Can you rewrite all the records below with "lesson" replaced by "exercise" every time it appears, keeping everything else the same and leaving the pictures out of your answer?
** START Input rows **
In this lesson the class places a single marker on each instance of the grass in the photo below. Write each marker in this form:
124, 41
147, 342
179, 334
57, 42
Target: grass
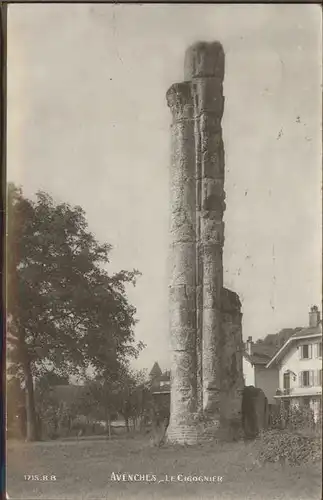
83, 470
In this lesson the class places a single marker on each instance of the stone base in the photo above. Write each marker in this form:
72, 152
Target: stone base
197, 432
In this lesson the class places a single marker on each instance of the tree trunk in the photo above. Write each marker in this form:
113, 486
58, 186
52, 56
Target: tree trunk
182, 286
32, 430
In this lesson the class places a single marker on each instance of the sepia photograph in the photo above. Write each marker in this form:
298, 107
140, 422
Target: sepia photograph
163, 251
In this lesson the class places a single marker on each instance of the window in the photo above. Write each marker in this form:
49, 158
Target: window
305, 379
286, 381
305, 351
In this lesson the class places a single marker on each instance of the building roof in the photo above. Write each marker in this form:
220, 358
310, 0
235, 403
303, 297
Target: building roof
260, 353
67, 393
303, 333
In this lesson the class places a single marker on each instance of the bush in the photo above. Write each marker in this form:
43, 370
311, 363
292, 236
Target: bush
294, 448
292, 418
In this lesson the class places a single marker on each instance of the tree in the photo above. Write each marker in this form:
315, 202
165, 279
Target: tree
65, 311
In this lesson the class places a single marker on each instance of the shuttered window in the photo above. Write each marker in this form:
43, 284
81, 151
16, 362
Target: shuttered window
306, 351
306, 378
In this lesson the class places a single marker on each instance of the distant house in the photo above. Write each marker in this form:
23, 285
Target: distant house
159, 381
256, 357
299, 364
155, 372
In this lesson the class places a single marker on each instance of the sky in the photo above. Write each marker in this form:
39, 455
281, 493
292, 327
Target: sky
88, 122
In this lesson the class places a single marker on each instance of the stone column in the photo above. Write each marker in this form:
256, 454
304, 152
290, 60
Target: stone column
232, 373
204, 66
182, 289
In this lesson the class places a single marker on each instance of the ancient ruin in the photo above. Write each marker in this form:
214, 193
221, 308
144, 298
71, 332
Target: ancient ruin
205, 318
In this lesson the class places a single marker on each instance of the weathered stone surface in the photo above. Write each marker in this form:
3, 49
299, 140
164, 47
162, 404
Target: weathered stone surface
254, 411
205, 319
231, 363
182, 301
204, 59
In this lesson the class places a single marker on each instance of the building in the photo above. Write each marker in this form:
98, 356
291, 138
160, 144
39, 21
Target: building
299, 363
256, 357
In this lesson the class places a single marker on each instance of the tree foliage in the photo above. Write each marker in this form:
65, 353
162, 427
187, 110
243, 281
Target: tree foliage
65, 311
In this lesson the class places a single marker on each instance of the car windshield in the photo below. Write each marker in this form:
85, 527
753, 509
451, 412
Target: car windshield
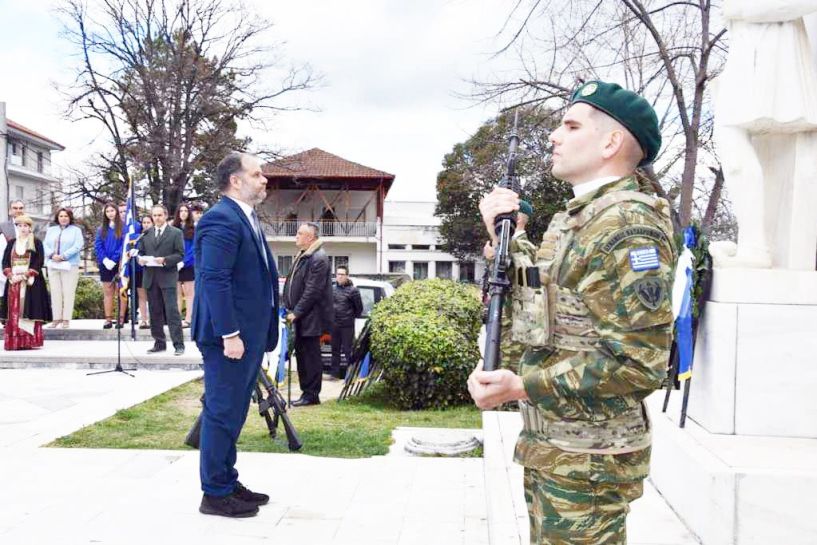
367, 296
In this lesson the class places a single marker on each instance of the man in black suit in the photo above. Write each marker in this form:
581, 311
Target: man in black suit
166, 244
308, 299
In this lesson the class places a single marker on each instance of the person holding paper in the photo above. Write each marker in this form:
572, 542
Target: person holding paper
160, 250
108, 246
63, 244
25, 303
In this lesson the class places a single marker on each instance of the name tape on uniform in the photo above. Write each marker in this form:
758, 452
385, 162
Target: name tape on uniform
644, 259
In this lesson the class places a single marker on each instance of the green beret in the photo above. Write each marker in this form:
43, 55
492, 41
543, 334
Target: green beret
626, 107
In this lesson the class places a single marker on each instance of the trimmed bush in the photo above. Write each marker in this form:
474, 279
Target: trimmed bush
88, 300
425, 339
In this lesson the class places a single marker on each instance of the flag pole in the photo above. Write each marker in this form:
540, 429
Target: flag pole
132, 265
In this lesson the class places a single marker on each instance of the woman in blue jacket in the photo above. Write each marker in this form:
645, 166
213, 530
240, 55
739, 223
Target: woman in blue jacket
108, 246
63, 243
187, 275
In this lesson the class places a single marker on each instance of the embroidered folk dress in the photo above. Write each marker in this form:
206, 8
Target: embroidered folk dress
25, 306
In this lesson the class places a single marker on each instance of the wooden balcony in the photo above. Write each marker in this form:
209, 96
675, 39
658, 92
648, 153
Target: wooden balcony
352, 229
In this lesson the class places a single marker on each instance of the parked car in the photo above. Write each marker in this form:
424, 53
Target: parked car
371, 292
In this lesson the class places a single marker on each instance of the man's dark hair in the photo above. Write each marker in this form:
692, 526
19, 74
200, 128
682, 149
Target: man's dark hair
67, 211
228, 166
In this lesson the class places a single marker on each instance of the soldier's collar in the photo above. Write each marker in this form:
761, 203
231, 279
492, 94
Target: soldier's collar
575, 204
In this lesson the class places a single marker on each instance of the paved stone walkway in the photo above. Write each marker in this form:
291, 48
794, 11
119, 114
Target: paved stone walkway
121, 497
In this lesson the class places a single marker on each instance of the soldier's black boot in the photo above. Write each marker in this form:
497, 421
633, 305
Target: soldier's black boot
227, 506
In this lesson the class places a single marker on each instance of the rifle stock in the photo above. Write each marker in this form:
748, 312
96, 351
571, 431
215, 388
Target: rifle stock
498, 283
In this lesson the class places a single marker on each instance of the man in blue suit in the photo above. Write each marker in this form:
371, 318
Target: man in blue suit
234, 322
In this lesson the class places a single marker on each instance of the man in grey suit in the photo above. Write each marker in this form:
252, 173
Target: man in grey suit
166, 244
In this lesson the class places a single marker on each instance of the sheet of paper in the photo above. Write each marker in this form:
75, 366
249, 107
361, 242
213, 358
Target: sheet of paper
150, 261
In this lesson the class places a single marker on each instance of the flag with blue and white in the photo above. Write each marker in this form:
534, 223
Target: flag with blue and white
644, 259
682, 293
130, 236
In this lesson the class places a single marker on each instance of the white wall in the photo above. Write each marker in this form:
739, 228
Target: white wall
4, 198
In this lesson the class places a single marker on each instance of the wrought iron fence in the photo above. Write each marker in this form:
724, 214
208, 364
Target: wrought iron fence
288, 228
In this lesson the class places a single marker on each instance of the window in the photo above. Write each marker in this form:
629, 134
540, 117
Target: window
338, 261
467, 273
420, 270
284, 264
444, 269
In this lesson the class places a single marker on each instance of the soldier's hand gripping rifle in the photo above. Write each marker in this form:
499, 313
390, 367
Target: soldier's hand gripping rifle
498, 283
** END Input rows **
◆ **Expected output**
In this exercise the class places a single marker on each instance of the grass in the photo below. Write each marker in this form:
124, 41
147, 342
179, 334
57, 42
Target: grass
83, 470
In this exercise the class places a single marker on each instance of the stone base in the photo above. Write each marker in this form:
72, 152
Target: stone base
197, 432
In this exercise the class places a single marker on each instance of the tree trunk in the photo above. Write each marker in this form:
113, 486
58, 186
52, 56
Target: tree trunk
182, 286
32, 430
In this exercise the class places a single marker on each instance of the sepia photograph in the photo above. Write each marker in this form:
298, 107
140, 422
Target: sepia photograph
163, 251
In this exercise the class places a single marker on each instance of the window in the photo above. Write each marker in this form:
49, 158
Target: window
305, 379
286, 381
305, 351
In this exercise the class places a single marker on each instance of the building roof in the photo above. Write each marker in this form:
220, 358
310, 0
235, 403
303, 297
Target: building roof
260, 353
67, 393
303, 333
In this exercise the class places a single marker on each instance of the bush in the photo above. Write each marker in this form:
43, 370
311, 363
292, 236
Target: bush
294, 448
292, 418
In this exercise the class places a single marker on each instance of the tree in the photo above. Write each marker in this form:
315, 202
165, 279
Target: tree
65, 311
In this exercise the class places a single marker on each instance of the shuttered window in the photo above. Write each marker in this form:
43, 284
81, 151
16, 362
Target: shuttered window
306, 351
306, 378
In this exercise the class places a single marker on each instance of the distant house in the photo above. Write each marker in this form:
23, 285
Target: distant house
159, 381
256, 357
299, 364
155, 372
In this exercise the class places a single marker on each instance of the sky in the photo above. Write each marker in this form:
39, 455
281, 493
292, 327
Target: sky
88, 122
In this exercise the class places a single marker on each instance of the stone column in the photo above. Write each marker in this form:
256, 454
304, 152
290, 60
Target: stone column
232, 373
204, 66
182, 289
In this exercise the class places a single marker on each instance of the ancient ruin in the photo above. Write each marker in this form:
214, 193
221, 308
144, 298
71, 332
Target: ancient ruin
205, 318
In this exercise the class places a single marker on each instance of the weathered stone surface in the photo above. Write each marker in this form:
3, 49
299, 140
164, 47
162, 404
Target: weathered stone surface
254, 411
205, 319
231, 363
182, 301
204, 59
In this exercise the class places a single marker on each instance of the building in the photo above. Write each marker in this form:
98, 356
291, 138
160, 144
39, 21
Target: building
299, 363
256, 357
In this exercise the class places a single marker on each instance of the tree foliage in the photo above. Write each marker in this form:
65, 353
162, 427
187, 110
243, 281
Target: tree foliage
65, 311
In this exercise the class places a single marker on each instance of the car windshield in the photo below. Write each marker in this form:
85, 527
753, 509
451, 412
Target: car windshield
367, 296
In this exercise the class places a single marker on each instance of the man in black suit in the photo above. Write each marker in this form:
581, 311
Target: man in black suit
166, 244
308, 299
In this exercise the class places a single marker on each instance of the person holding paper in the photo above. Write each marker in this form:
572, 542
Target: person holding paper
160, 250
108, 246
63, 244
25, 303
In this exercise the class places a single marker on each instance of the name tape on uniform in the photo above. Write each marker in this form:
758, 452
385, 162
Target: name tape on uniform
644, 259
In this exercise the class places a single marker on each instance of the green beret in the photo above. Write each marker in this form:
43, 55
492, 41
543, 334
Target: green beret
626, 107
In this exercise the class places a single marker on each instance of the trimmed bush in the photo above. Write each marker in this form:
474, 279
Target: trimmed bush
88, 300
425, 339
In this exercise the class places a single marker on each instance of the flag pole in the photo above. Write each marker in this form:
540, 429
Target: flag pole
132, 265
In this exercise the class places a single marker on each instance of the woman in blue jacket in the photo above. Write each marker in this form:
645, 166
213, 530
240, 55
739, 223
Target: woman in blue jacket
108, 246
63, 243
187, 275
In this exercise the class places a single marker on each instance of the embroidered folk dress in the photo above. Write each marker in this form:
206, 8
Target: embroidered folk dress
25, 306
In this exercise the class places a single marker on each instance of the wooden balcony in the photo above. Write each marker in this form:
209, 96
675, 39
658, 92
648, 153
Target: wooden balcony
352, 229
In this exercise the class places a single marker on each instance of the parked car in the photo above. Write each marker in this form:
424, 53
Target: parked car
371, 292
In this exercise the class places a single marker on each instance of the man's dark hair in the photo above. Write each marker in this form:
692, 526
19, 74
200, 128
682, 149
Target: man's dark hair
67, 211
228, 166
In this exercise the class places a single marker on each instance of the soldier's collar in the photo above. Write each marker in this form:
761, 203
231, 279
492, 94
Target: soldier's collar
575, 204
In this exercise the class places a single marker on each instance of the paved stone walkway in the photo above. Write each marker in this form:
291, 48
794, 11
119, 114
Target: paved stone walkway
121, 497
In this exercise the class places a single marker on each instance of the soldier's black boot in the photo above. Write each marker in this form:
497, 421
633, 305
Target: soldier's black boot
227, 506
In this exercise the class places a single marker on each instance of the rifle stock in the photo above. Write each marker in this form:
748, 312
96, 351
571, 431
215, 388
Target: rifle stock
498, 283
In this exercise the class places a single marker on each instance of the man in blue suit in the photo above. Write each marker in this form:
371, 318
Target: man in blue suit
234, 322
In this exercise the class places a single marker on each instance of the man in grey suit in the photo above. Write each marker in this form:
252, 173
Target: man in grey suit
166, 244
In this exercise the class places a single marker on each instance of the sheet of paper in the photo above. Write each marker in this form:
75, 366
249, 107
361, 242
213, 358
Target: sheet of paper
150, 261
In this exercise the class places a single marker on each instance of the flag with blue and white in the photo above. Write each marker in this form:
534, 223
Target: flag with blue and white
644, 259
682, 293
130, 236
In this exercise the class places a single marker on each instance of the white wall in the photo above. Write each marker in this form:
739, 228
Target: white wall
4, 198
In this exercise the class places a single marker on each instance of the wrought iron fence in the photo above. Write each marker in this form:
724, 214
208, 364
Target: wrought iron fence
288, 228
In this exercise the class places a single marker on each instance of the window in the photo above. Write each marker in this form:
629, 134
540, 117
Target: window
338, 261
467, 273
420, 270
284, 264
444, 269
In this exercise the class places a single marker on each instance of the soldier's hand gripping rifle in the photo above. Write each marker in this form:
499, 313
390, 367
Target: soldier's hand gripping rifle
498, 283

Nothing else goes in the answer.